#### Instrução 1:
No texto sobre a origem dos direitos do homem, liste os fatores que, segundo a mensagem de igualdade atribuída ao Cristianismo, não alteram a igualdade de todos os homens.
#### Instrução 2:
Conte quantas linhas da listagem contêm a palavra "yellow". Responda apenas com o número.

#### Trecho do texto:
Também há influências filosófico-religiosas nos direitos do homem, conforme enuncia Alexandre de Morais (1991, p. 25-26):
“...A influência filosófica-religiosa nos direitos do homem pôde ser sentida com a propagação das idéias de Buda, basicamente sobre a igualdade de todos os homens (500 a.C.) (...) Posteriormente, a forte concepção religiosa trazida pelo Cristianismo, com a mensagem de igualdade de todos os homens, independentemente de origem, raça, sexo ou credo, influenciou diretamente a consagração dos direitos fundamentais, enquanto necessários à dignidade da pessoa humana...”
Surgem, na Grécia, vários estudos sobre a necessidade de liberdade e igualdade do homem. Pode ser destacada a participação política dos cidadãos (democracia direta de Péricles), a crença no direito natural prévio e superior às leis escritas, defendida no pensamento dos sofistas e estóicos.
Contudo, é o Direito romano quem estabelece um complexo mecanismo de interditos com vista a tutelar os direitos individuais em face dos arbítrios estatais. A origem dos textos escritos que consagram a liberdade, a propriedade e a proteção dos direitos do cidadão pode ser atribuída à Lei das XII Tábuas.
Na Idade Média, apesar dá rígida separação de classes e a organização feudal, diversos documentos jurídicos reconheciam a existência de direitos humanos com um mesmo traço comum, qual seja, a limitação do arbítrio estatal.

#### Dados fornecidos:
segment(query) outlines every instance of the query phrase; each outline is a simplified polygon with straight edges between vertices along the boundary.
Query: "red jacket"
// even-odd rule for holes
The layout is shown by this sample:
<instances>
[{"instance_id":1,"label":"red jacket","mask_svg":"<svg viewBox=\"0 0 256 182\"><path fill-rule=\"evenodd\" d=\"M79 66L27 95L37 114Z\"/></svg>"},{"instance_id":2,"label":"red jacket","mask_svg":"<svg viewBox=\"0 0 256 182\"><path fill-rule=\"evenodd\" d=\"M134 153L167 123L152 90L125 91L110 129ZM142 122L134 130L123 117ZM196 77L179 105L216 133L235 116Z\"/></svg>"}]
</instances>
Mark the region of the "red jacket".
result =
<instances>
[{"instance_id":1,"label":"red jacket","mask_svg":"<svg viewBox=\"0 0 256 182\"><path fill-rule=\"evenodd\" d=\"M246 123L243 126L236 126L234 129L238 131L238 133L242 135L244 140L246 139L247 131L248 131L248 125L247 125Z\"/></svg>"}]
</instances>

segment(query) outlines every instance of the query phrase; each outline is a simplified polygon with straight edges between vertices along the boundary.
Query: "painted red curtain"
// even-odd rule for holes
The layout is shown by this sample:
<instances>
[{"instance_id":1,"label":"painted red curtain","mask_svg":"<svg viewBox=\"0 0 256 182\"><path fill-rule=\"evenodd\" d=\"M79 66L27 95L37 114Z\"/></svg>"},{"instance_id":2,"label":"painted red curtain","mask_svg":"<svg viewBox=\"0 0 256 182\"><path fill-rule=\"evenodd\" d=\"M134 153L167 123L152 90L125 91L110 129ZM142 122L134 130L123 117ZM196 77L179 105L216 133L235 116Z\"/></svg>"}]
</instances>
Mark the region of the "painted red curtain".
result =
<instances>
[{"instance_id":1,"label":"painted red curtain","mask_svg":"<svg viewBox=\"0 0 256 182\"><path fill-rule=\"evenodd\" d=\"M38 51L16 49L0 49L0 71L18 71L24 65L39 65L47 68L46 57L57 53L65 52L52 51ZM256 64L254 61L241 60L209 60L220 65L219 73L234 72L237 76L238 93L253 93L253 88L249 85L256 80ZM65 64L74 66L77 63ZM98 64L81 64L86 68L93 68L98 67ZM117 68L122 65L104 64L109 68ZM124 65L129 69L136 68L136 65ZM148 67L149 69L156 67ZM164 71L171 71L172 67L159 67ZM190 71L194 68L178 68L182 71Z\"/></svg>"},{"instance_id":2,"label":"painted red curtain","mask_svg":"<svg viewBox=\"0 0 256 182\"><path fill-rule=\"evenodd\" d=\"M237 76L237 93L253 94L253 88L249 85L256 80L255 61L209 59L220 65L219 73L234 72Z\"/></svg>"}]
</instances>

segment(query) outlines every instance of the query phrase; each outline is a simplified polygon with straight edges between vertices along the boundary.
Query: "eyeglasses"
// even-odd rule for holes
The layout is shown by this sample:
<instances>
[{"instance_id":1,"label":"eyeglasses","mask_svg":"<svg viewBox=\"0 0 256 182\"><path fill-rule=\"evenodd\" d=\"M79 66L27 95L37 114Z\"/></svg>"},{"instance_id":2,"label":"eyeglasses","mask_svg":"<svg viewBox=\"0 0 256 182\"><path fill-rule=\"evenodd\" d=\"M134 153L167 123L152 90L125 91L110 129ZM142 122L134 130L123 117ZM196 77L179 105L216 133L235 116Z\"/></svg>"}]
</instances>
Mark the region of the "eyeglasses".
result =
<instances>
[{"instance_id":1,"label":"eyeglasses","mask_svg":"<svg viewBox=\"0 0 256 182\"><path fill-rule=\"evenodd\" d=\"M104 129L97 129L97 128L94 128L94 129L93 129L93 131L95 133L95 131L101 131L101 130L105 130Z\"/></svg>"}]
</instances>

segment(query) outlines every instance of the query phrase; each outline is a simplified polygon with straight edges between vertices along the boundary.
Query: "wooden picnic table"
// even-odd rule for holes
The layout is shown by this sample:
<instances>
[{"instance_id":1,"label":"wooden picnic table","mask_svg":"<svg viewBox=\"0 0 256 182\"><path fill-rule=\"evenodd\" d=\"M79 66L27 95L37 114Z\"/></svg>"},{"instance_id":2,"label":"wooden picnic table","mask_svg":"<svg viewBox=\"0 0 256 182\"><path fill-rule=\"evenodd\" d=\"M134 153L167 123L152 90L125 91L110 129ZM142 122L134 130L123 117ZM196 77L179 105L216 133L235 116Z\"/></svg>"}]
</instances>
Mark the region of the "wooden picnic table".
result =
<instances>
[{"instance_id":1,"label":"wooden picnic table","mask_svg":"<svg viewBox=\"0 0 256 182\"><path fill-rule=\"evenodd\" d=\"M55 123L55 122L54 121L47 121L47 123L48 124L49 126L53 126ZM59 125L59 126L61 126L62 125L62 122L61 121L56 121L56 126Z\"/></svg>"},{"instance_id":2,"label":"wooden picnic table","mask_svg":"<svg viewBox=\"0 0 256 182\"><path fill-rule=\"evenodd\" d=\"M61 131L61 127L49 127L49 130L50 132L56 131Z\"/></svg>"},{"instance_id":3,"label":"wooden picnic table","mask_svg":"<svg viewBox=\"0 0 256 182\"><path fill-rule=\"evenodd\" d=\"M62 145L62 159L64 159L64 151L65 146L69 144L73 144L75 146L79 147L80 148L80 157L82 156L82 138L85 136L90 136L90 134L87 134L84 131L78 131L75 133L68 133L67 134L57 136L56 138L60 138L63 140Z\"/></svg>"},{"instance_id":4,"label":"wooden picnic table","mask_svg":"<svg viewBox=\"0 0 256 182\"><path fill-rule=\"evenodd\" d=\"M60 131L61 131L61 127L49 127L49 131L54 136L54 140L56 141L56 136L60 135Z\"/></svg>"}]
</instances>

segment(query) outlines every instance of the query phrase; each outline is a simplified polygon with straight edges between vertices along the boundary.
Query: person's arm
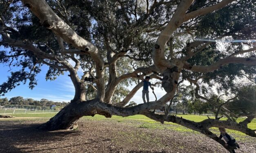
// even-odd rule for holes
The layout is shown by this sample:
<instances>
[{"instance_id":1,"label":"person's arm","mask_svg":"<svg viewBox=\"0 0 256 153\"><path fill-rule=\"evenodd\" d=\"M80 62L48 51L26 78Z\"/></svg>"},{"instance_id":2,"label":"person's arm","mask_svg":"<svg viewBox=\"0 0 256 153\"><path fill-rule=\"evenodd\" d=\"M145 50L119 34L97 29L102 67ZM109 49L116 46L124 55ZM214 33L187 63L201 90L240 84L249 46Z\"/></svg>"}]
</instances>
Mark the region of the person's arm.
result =
<instances>
[{"instance_id":1,"label":"person's arm","mask_svg":"<svg viewBox=\"0 0 256 153\"><path fill-rule=\"evenodd\" d=\"M152 90L154 90L154 87L152 87L152 86L151 86L151 83L149 82L149 87L150 87L150 88L151 88L151 89L152 89Z\"/></svg>"}]
</instances>

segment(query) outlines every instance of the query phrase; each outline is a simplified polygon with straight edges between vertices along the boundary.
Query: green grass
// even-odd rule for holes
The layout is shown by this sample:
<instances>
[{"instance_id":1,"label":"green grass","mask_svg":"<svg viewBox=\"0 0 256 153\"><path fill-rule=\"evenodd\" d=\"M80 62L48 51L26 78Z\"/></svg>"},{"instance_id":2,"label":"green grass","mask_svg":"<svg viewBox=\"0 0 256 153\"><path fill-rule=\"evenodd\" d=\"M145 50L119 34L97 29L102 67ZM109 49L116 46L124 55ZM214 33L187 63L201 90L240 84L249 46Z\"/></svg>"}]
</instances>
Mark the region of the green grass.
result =
<instances>
[{"instance_id":1,"label":"green grass","mask_svg":"<svg viewBox=\"0 0 256 153\"><path fill-rule=\"evenodd\" d=\"M45 114L8 114L17 117L38 117L38 118L51 118L55 115L55 113Z\"/></svg>"},{"instance_id":2,"label":"green grass","mask_svg":"<svg viewBox=\"0 0 256 153\"><path fill-rule=\"evenodd\" d=\"M17 117L45 117L45 118L51 118L53 117L54 115L55 115L55 114L54 113L51 113L51 114L10 114L13 116ZM178 116L182 116L183 118L187 119L187 120L193 120L195 122L200 122L204 120L207 119L208 118L206 116L199 116L199 115L177 115ZM210 116L210 118L214 118L214 117L213 116ZM94 117L92 117L91 116L83 116L82 118L87 118L87 119L90 119L93 120L102 120L106 118L105 117L102 115L96 114L94 116ZM110 119L118 119L118 122L123 122L123 120L124 119L134 119L134 120L144 120L145 122L145 123L140 125L139 126L139 127L140 128L148 128L148 129L168 129L167 127L163 127L163 125L156 122L155 122L154 120L144 116L142 115L136 115L132 116L130 116L128 117L122 117L121 116L113 116ZM227 118L223 118L221 119L222 120L226 120ZM241 122L243 120L245 119L245 118L238 118L237 121L238 122ZM173 125L177 125L176 124L174 124L172 123L169 123L165 122L165 124L167 124L167 125L169 124L172 124ZM192 132L194 131L190 130L189 129L186 128L182 126L178 126L178 127L174 127L173 126L169 126L172 127L170 127L170 128L173 129L174 128L176 130L181 131L189 131ZM254 118L253 119L252 122L249 123L248 125L248 127L249 128L251 129L256 129L256 119ZM218 129L216 128L213 127L210 129L211 130L213 130L213 131L216 131L216 132L218 132ZM234 130L227 130L227 132L229 133L235 133L238 135L239 135L240 136L245 136L245 134L242 133L240 132L238 132ZM229 131L230 130L230 131Z\"/></svg>"}]
</instances>

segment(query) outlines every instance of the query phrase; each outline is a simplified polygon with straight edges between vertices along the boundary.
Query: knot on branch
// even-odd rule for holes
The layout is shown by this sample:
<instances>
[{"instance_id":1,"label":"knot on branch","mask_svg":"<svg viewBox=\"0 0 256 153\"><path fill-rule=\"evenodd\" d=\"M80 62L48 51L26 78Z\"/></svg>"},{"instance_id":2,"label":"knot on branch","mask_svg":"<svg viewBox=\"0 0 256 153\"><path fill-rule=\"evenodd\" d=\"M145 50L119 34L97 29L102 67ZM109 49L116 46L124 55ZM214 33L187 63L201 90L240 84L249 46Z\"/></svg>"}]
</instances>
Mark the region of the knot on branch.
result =
<instances>
[{"instance_id":1,"label":"knot on branch","mask_svg":"<svg viewBox=\"0 0 256 153\"><path fill-rule=\"evenodd\" d=\"M53 22L51 20L46 20L43 22L43 26L44 27L50 29L53 27Z\"/></svg>"},{"instance_id":2,"label":"knot on branch","mask_svg":"<svg viewBox=\"0 0 256 153\"><path fill-rule=\"evenodd\" d=\"M29 4L29 3L26 3L24 5L26 7L27 7L28 8L31 8L32 7L32 5L31 4Z\"/></svg>"},{"instance_id":3,"label":"knot on branch","mask_svg":"<svg viewBox=\"0 0 256 153\"><path fill-rule=\"evenodd\" d=\"M85 50L87 52L89 51L89 50L90 48L89 48L88 47L85 47Z\"/></svg>"},{"instance_id":4,"label":"knot on branch","mask_svg":"<svg viewBox=\"0 0 256 153\"><path fill-rule=\"evenodd\" d=\"M85 81L86 81L93 82L94 79L93 78L88 78L87 77L86 77L85 78Z\"/></svg>"},{"instance_id":5,"label":"knot on branch","mask_svg":"<svg viewBox=\"0 0 256 153\"><path fill-rule=\"evenodd\" d=\"M167 93L171 92L174 88L174 86L172 84L173 72L172 68L167 68L163 73L162 86Z\"/></svg>"},{"instance_id":6,"label":"knot on branch","mask_svg":"<svg viewBox=\"0 0 256 153\"><path fill-rule=\"evenodd\" d=\"M155 44L155 48L156 49L159 49L160 48L160 46L158 44Z\"/></svg>"}]
</instances>

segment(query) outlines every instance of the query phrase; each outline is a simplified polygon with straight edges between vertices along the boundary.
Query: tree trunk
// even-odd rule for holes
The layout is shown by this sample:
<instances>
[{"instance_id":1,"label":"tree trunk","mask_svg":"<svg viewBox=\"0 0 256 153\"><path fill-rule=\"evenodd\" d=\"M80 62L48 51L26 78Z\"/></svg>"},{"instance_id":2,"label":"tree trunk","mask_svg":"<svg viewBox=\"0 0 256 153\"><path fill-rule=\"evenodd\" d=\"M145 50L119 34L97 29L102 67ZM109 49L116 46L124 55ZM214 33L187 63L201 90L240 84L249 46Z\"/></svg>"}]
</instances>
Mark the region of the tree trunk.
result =
<instances>
[{"instance_id":1,"label":"tree trunk","mask_svg":"<svg viewBox=\"0 0 256 153\"><path fill-rule=\"evenodd\" d=\"M38 128L49 131L75 129L78 126L76 122L80 118L93 116L96 114L96 109L91 105L95 100L73 101Z\"/></svg>"}]
</instances>

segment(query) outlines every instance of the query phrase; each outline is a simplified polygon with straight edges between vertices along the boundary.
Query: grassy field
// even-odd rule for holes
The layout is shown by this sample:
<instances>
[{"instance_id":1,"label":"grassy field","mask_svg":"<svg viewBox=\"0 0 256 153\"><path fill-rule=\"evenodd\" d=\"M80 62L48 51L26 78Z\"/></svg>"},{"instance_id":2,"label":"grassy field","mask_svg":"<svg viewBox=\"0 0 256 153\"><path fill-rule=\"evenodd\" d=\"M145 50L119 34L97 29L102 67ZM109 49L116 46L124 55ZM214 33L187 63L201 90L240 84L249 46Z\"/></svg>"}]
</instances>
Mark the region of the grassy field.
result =
<instances>
[{"instance_id":1,"label":"grassy field","mask_svg":"<svg viewBox=\"0 0 256 153\"><path fill-rule=\"evenodd\" d=\"M51 114L11 114L12 116L18 117L42 117L42 118L51 118L53 117L56 114L55 113ZM185 118L195 122L200 122L204 120L207 119L207 117L203 116L199 116L196 115L177 115L178 116L182 116L183 118ZM214 116L210 116L210 118L214 118ZM133 119L133 120L146 120L148 121L154 121L144 115L136 115L128 117L122 117L122 116L116 116L114 115L111 118L105 118L105 117L102 115L95 115L94 117L91 116L85 116L82 118L94 118L94 119ZM237 121L238 122L241 122L244 120L245 118L239 118ZM226 120L227 118L223 118L221 119L222 120ZM248 125L248 127L252 129L256 129L256 118L254 118L251 123Z\"/></svg>"},{"instance_id":2,"label":"grassy field","mask_svg":"<svg viewBox=\"0 0 256 153\"><path fill-rule=\"evenodd\" d=\"M49 110L47 110L47 111L43 111L42 110L36 110L36 111L35 111L35 110L27 110L27 111L26 111L26 114L31 114L31 113L42 113L42 114L43 113L56 113L58 112L58 111L50 111ZM13 112L13 110L11 110L11 109L9 109L9 110L7 110L6 111L4 110L0 110L0 114L12 114ZM17 110L15 110L15 111L14 111L14 114L23 114L23 113L25 113L25 110L24 109L22 109L22 110L19 110L19 109L17 109Z\"/></svg>"}]
</instances>

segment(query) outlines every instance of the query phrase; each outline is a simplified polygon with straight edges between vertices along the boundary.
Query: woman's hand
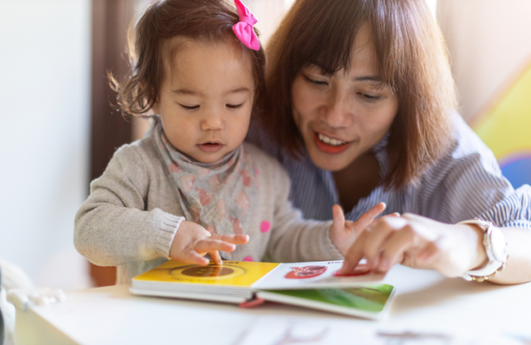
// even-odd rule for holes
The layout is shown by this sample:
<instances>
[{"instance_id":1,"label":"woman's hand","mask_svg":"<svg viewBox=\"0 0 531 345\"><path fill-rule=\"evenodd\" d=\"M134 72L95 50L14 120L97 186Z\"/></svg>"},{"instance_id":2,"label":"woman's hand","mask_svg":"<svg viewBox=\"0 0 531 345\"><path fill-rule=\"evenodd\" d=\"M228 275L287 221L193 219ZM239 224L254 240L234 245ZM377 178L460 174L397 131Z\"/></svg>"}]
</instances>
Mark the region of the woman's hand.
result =
<instances>
[{"instance_id":1,"label":"woman's hand","mask_svg":"<svg viewBox=\"0 0 531 345\"><path fill-rule=\"evenodd\" d=\"M339 205L334 205L332 212L334 222L330 228L330 239L343 255L346 255L356 237L370 224L374 218L385 209L385 204L381 202L361 215L356 221L345 220L345 215Z\"/></svg>"},{"instance_id":2,"label":"woman's hand","mask_svg":"<svg viewBox=\"0 0 531 345\"><path fill-rule=\"evenodd\" d=\"M232 252L235 244L249 241L247 235L212 235L205 228L193 221L183 221L177 229L170 249L170 257L180 262L208 265L206 253L214 264L223 264L218 250Z\"/></svg>"},{"instance_id":3,"label":"woman's hand","mask_svg":"<svg viewBox=\"0 0 531 345\"><path fill-rule=\"evenodd\" d=\"M483 231L474 226L445 224L408 213L382 217L348 249L339 274L350 273L365 257L369 267L379 272L401 263L457 277L486 260L482 241Z\"/></svg>"}]
</instances>

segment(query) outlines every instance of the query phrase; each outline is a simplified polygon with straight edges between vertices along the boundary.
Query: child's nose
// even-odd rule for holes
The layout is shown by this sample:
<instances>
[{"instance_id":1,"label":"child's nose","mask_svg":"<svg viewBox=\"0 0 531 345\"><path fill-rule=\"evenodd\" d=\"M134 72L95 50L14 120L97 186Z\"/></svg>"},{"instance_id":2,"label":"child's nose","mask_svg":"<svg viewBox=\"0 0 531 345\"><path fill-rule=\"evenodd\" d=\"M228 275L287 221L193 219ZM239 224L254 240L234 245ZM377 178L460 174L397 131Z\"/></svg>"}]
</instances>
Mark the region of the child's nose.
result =
<instances>
[{"instance_id":1,"label":"child's nose","mask_svg":"<svg viewBox=\"0 0 531 345\"><path fill-rule=\"evenodd\" d=\"M225 127L225 121L219 114L208 114L201 122L203 130L219 130Z\"/></svg>"}]
</instances>

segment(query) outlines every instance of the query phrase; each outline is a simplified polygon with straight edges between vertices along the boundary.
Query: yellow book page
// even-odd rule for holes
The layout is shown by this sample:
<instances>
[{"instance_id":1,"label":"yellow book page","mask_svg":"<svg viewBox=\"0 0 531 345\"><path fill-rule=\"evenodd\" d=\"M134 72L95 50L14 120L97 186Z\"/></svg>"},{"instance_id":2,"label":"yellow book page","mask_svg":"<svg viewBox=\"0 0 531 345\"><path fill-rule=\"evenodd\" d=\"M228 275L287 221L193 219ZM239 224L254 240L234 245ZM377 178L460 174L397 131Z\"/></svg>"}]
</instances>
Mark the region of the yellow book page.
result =
<instances>
[{"instance_id":1,"label":"yellow book page","mask_svg":"<svg viewBox=\"0 0 531 345\"><path fill-rule=\"evenodd\" d=\"M250 286L279 264L225 261L223 266L191 265L170 260L133 278L136 281Z\"/></svg>"}]
</instances>

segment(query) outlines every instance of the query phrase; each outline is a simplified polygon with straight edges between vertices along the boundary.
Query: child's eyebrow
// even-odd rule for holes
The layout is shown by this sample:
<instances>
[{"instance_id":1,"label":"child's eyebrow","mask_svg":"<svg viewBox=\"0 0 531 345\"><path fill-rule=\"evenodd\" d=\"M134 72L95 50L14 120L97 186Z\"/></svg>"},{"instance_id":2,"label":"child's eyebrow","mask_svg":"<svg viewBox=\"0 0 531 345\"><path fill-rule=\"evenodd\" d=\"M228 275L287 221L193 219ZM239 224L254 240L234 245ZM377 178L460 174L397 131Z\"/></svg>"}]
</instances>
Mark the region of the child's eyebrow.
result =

#### Resposta esperada 1:
origem, raça, sexo, credo

#### Resposta esperada 2:
4